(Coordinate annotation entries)
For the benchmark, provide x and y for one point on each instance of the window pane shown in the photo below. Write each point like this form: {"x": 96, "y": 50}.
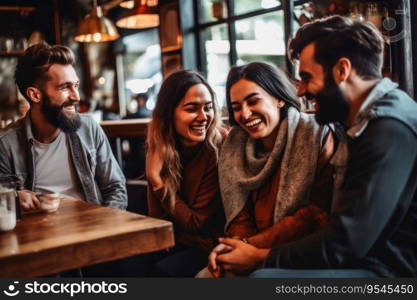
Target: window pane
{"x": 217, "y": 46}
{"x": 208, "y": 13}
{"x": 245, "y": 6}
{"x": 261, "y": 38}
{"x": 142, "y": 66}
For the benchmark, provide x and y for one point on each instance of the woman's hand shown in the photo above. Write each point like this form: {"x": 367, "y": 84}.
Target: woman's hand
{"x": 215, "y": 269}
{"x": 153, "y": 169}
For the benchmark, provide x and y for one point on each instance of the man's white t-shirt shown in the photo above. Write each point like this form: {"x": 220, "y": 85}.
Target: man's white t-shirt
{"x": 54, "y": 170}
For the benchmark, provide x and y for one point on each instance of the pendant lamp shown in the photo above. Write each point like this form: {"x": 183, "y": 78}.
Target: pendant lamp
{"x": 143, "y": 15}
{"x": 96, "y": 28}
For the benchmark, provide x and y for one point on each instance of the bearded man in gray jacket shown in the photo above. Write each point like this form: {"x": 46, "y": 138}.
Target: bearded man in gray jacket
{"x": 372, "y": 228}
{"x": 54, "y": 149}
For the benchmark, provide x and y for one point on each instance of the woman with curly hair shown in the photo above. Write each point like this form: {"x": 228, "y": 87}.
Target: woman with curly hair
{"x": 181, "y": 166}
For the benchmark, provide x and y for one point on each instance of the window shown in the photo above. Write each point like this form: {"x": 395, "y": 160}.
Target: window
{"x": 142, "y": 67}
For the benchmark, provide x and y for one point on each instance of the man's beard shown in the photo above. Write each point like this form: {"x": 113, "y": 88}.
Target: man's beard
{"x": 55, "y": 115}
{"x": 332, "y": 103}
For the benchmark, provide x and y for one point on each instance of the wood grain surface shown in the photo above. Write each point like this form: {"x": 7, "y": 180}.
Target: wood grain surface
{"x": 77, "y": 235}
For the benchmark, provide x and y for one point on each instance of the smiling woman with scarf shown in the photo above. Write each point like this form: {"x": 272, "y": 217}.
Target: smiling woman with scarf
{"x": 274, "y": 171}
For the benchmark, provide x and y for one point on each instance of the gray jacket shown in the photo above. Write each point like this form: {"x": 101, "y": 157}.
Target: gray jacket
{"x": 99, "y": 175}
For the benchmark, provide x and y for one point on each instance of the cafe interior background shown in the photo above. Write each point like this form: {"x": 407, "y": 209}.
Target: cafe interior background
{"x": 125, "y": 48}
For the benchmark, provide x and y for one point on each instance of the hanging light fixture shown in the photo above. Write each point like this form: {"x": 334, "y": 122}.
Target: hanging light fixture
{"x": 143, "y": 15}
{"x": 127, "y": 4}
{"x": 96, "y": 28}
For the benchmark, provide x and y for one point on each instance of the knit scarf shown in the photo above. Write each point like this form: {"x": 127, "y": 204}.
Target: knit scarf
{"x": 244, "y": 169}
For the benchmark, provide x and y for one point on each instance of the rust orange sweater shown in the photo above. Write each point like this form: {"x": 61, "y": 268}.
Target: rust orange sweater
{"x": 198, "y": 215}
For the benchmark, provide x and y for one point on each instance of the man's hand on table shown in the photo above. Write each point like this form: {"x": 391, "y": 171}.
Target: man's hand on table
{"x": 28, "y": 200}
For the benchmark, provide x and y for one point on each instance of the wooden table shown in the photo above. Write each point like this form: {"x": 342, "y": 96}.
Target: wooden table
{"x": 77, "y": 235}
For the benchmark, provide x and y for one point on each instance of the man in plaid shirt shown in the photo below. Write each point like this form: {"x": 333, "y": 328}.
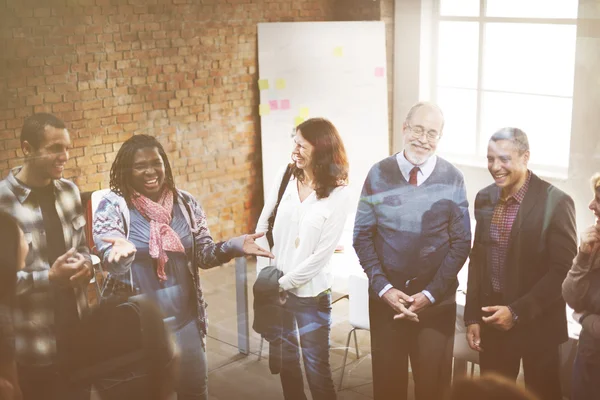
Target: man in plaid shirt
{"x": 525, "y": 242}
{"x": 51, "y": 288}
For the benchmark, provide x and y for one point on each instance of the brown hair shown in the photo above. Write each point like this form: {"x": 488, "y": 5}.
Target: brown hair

> **What the task asks**: Can you rewrite all the material above with every "instance" replaced by "occurrence" and everything else unchanged, leaving out the pictures?

> **Reply to the exercise**:
For the benchmark, provide x and y for one point on each occurrence of the window pane shown in the photo below. Write each point like this form: {"x": 96, "y": 50}.
Target: window pane
{"x": 217, "y": 46}
{"x": 208, "y": 13}
{"x": 245, "y": 6}
{"x": 261, "y": 38}
{"x": 142, "y": 66}
For the benchmark, provide x and y for one point on each occurrence of the woman's hand shown in the photo above. Write each point like this form: {"x": 367, "y": 84}.
Target: woman's hand
{"x": 215, "y": 269}
{"x": 153, "y": 169}
For the benchmark, provide x and y for one point on each occurrence of the man's white t-shirt shown in the photo above. Write each point like this form: {"x": 220, "y": 85}.
Target: man's white t-shirt
{"x": 54, "y": 170}
For the benchmark, provide x and y for one point on each occurrence of the pendant lamp shown in the photo above. Write each point like this form: {"x": 183, "y": 78}.
Target: pendant lamp
{"x": 143, "y": 15}
{"x": 96, "y": 28}
For the benchmark, provide x and y for one point on each occurrence of the bearded man in gray jacket shown in the photo above. Write each point like this form: {"x": 46, "y": 138}.
Target: bearded man in gray jacket
{"x": 372, "y": 228}
{"x": 54, "y": 149}
For the benchmark, provide x and y for one point on each occurrence of the woman with curly hair shown in the photo above. Write each point like this form: {"x": 228, "y": 87}.
Target: woman with curly hair
{"x": 181, "y": 166}
For the benchmark, provide x and y for one point on each occurrence of the window shown in the photo above. Write each point like this form: {"x": 395, "y": 160}.
Target: window
{"x": 142, "y": 67}
For the benchmark, provide x and y for one point on each occurrence of the man's beard shown in the photo above. Write each point like this form: {"x": 113, "y": 88}.
Target: man's beard
{"x": 55, "y": 115}
{"x": 332, "y": 103}
For the benchmark, provide x and y for one point on each occurrence of the wood grain surface shown in the photo above. Write each point like this form: {"x": 7, "y": 180}.
Target: wood grain surface
{"x": 77, "y": 235}
For the benchmark, provide x and y for one point on each occurrence of the smiling woman with scarf shown in the photo above. Write each point like this form: {"x": 272, "y": 217}.
Target: smiling woman with scarf
{"x": 274, "y": 171}
For the benchmark, provide x and y for one point on each occurrence of the gray jacket shown in the photo above. Write each point like this form: {"x": 101, "y": 157}.
Target: gray jacket
{"x": 99, "y": 175}
For the benchmark, provide x and y for one point on each occurrence of the cafe interior background shown in the photo above. Write each point like this form: {"x": 407, "y": 209}.
Target: cafe interior background
{"x": 125, "y": 48}
For the benchmark, provide x and y for one point on each occurrence of the hanging light fixture shown in the photo above. Write each point like this form: {"x": 334, "y": 122}.
Target: hanging light fixture
{"x": 143, "y": 15}
{"x": 127, "y": 4}
{"x": 96, "y": 28}
For the benchmark, provide x and y for one point on each occurrence of the knit scarf shown in the photo above. Write each point like this form: {"x": 127, "y": 204}.
Target: knit scarf
{"x": 244, "y": 169}
For the benchmark, provide x and y for one point on each occurrence of the rust orange sweater shown in the photo above. Write each point like this form: {"x": 61, "y": 268}.
Target: rust orange sweater
{"x": 198, "y": 215}
For the benchmark, provide x and y for one point on each occurrence of the man's hand on table shown in the photo above. Write each point like this form: {"x": 391, "y": 171}.
Target: man's hand on table
{"x": 28, "y": 200}
For the benchmark, provide x and y for one point on each occurrence of the wooden table shown in the photo above. Write each point like this form: {"x": 342, "y": 96}.
Target: wooden table
{"x": 77, "y": 235}
For the benchmark, provide x and y for one point on each occurrence of the man in plaid shirt shown in the photo below. Write each point like this form: {"x": 333, "y": 328}.
Target: man in plaid shirt
{"x": 525, "y": 242}
{"x": 51, "y": 288}
For the benchmark, provide x and y for one point on each occurrence of the brown hair shown in the photo above. Write each point like this form: {"x": 488, "y": 5}.
Target: brown hair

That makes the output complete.